▶ Consignes:
a - Relevez tous les pays nommés dans l'article sur la frontière maritime entre le Liban et Israël.
b - Rédigez la suite de l'article sur la frontière maritime entre le Liban et Israël, s'il vous plaît, en reprenant après sa dernière phrase.

▶ Extrait à lire:
==============================

Ce 27 octobre 2022, le Premier ministre israélien Yaïr Lapid a signé un accord historique sur la frontière maritime entre le Liban et Israël, préalablement validé par le gouvernement libanais. Ce texte sépare clairement les zones d’exploitation des gisements gaziers de Méditerranée orientale des deux pays, accordant l’intégralité de Karish à Israël, et tous les droits de Cana au Liban (qui rémunérera Israël pour le gaz situé dans ses eaux). A la veille d’élections législatives sous haute tension, Yaïr Lapid a par ailleurs voulu faire de cet accord une « reconnaissance » d’Israël pour le Liban, qui a démenti.
La volonté de profiter de la manne gazière est-il en train d’apaiser les tensions en Méditerranée orientale ? Alors que la Turquie donne des signes de bonne volonté et semble déterminée à respecter les eaux territoriales de la Grèce et de Chypre, ce sont les vieux ennemis libanais et israéliens qui sont parvenus, enfin, à un accord sur leur frontière maritime (qui devrait par contre-coup faciliter le réglement du même litige entre le Liban et Chypre).
Le Hezbollah libanais survole le champ offshore de Karish avec un drone
Les deux pays sont officiellement toujours en guerre depuis 1948, aucune paix n’ayant été signée entre eux. Et les relations diplomatiques bilatérales sont inexistantes. C’est donc sous l’égide des États-Unis et de l’ONU que Liban et Israël tentaient, depuis 2015, de délimiter leur frontière maritime pour se partager les énormes réserves gazières découvertes dans leurs eaux territoriales.
Avec la hausse de la demande gazière en Europe suite à la rupture d’approvisionnement avec la Russie et la crise économique dans laquelle le Liban est englué, cette problématique a ressurgi avec force en cette année 2022, en particulier quand Israël a envoyé un navire de forage dans le champ offshore de Karish, situé dans une zone contestée par le Liban (même si en dehors de ses eaux territoriales dans toutes les propositions d’accord déposées préalablement par Beyrouth).
Le Hezbollah avait mis la pression sur Tel-Aviv en envoyant un drone survoler la zone, faisant craindre un attentat si Israël démarrait l’exploitation sans formaliser un accord avec le Liban.

==============================

▶ Données extraites:
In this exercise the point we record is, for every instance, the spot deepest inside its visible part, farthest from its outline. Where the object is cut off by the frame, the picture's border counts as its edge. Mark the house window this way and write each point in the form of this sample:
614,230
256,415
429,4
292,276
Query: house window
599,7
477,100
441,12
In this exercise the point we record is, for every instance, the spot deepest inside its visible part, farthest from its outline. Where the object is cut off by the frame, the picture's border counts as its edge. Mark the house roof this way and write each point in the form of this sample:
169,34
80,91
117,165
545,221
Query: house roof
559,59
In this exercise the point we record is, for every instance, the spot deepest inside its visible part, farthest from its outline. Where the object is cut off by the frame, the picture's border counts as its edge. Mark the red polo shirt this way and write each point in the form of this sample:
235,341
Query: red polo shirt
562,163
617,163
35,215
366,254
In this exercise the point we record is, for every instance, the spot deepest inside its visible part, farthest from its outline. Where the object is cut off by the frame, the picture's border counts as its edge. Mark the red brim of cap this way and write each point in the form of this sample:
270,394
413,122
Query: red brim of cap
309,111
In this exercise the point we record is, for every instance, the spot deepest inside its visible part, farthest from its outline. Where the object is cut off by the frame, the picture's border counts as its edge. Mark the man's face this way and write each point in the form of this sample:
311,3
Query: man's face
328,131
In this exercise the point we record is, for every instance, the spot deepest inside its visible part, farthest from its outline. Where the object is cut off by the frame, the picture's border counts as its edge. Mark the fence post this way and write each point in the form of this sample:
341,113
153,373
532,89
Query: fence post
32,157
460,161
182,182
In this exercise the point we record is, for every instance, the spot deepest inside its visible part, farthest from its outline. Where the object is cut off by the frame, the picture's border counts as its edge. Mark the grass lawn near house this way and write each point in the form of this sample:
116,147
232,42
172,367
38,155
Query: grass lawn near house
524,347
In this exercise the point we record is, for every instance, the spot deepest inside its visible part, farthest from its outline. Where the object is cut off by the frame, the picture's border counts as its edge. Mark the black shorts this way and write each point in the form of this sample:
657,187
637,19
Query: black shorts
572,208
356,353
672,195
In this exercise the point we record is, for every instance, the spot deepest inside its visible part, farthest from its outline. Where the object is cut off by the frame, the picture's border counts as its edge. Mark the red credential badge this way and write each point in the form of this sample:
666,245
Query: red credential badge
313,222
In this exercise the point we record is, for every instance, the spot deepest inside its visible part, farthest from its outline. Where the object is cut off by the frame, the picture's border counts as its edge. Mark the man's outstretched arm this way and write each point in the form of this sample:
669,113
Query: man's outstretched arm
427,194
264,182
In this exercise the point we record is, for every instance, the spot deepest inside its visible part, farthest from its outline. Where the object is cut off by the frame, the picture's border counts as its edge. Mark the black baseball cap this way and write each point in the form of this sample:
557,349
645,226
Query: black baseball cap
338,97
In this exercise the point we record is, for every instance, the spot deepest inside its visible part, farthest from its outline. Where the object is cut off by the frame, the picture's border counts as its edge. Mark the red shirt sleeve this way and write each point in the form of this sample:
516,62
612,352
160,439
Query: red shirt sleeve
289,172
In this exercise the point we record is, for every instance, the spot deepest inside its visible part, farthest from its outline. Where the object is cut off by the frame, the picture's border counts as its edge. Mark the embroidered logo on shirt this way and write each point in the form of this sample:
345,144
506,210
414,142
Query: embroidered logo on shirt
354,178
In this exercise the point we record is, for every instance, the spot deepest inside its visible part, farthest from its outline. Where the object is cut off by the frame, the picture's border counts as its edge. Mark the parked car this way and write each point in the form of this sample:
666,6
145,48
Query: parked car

==============================

▶ Réponses par consigne:
a -
Israël
Liban
Turquie
Grèce
Chypre
États-Unis
Russie

b -
Israël et le Liban s’entendent sur leur frontière maritime
Tout en poursuivant les manœuvres préparatoires à l’exploitation de Karish, Israël a donc accéléré les discussions avec son voisin libanais, toujours accompagnés par des négociateurs américains, soutenus par la France. L’accord a été formalisé vers la mi-octobre, puis est passé entre toutes les entités politiques ayant à le valider, en Israël comme au Liban, notamment les gouvernements et les assemblées.
En Israël, l’opposition de droite menée par Benjamin Netanyahu a tenté d’annuler l’accord, en réclamant un référendum puis en le contestant devant la Cour suprême. Mais toutes ces demandes ont été rejetées, et, ce 27 octobre 2022, le Premier ministre israélien Yaïr Lapid a pu signer l’accord sur la frontière maritime avec le Liban.
Le champ de Karish pour Israël, celui de Cana pour le Liban
Selon les termes de cet accord, le champ de Karish est entièrement dans les eaux israéliennes en Méditerranée orientale. Energoam avait d’ailleurs commencé la production du gisement dès le 26 octobre, sentant la finalisation de l’accord proche. L’entreprise a l’ambition d’y porter la production annuelle à 6,5 milliards de m³ de gaz naturel, puis à terme à 8 milliards de m³.
Le Liban obtient de son coté tous les droits d’exploration et d’exploitation du champ de Cana, situé plus au nord-est, dont une partie dans les eaux territoriales d’Israël. Mais « Israël sera rémunéré » par la firme exploitant Cana « pour ses droits sur d’éventuels gisements », selon le texte.
Yaïr Lapid voit dans l’accord une reconnaissance d’Israël par le Liban, pas Michel Aoun
D’un point de vue politique, Yaïr Lapid a voulu voir dans la signature de cet accord une reconnaissance d’Israël par le Liban (même en l’absence d’un consensus sur la frontière terrestre entre les deux pays). « Il s’agit d’un accomplissement politique, ce n’est pas tous les jours qu’un Etat ennemi reconnaît l’Etat d’Israël dans un accord écrit et ce, devant l’ensemble de la communauté internationale », a-t-il affirmé.
Un message à la visée limpide, à la veille des élections législatives de ce 1er novembre, mais contesté par le président libanais Michel Aoun, pour qui l’accord est « purement technique » et ne comporte aucune « dimension politique ».
Israël « a l’habitude de prendre aux Arabes, mais cette fois, c’est nous qui lui avons pris ».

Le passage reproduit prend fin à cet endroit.